*Task to complete*. Return the following lines unchanged, in full.

---- Material

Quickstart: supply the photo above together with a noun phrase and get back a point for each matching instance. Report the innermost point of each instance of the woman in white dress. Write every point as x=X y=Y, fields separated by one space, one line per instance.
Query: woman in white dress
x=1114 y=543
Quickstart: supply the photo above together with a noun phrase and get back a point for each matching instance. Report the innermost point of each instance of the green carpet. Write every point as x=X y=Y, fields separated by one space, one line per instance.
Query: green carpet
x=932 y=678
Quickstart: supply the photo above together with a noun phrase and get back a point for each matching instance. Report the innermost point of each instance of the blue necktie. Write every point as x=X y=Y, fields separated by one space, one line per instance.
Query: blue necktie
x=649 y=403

--------

*Task solution*.
Quickstart: supply the photo above together with a noun phrase and get back a point for each matching instance. Report the innermost point of each instance of the woman in white dress. Write every point as x=X y=Y, fields separated by one space, one line per instance.
Query: woman in white dress
x=1114 y=543
Quickstart: supply the photo above together with a noun phrase and get back a point for each matching instance. Report the innermost point of each instance of the green carpet. Write every point as x=X y=Y, fields separated by one space, one line per instance.
Query: green carpet
x=932 y=678
Quickstart: supply the photo above together with a noun phrase and get back a point for each matching instance. Report the innermost point of each instance of the blue necktie. Write every point as x=X y=Y, fields separated by one space, one line per instance.
Query: blue necktie
x=649 y=403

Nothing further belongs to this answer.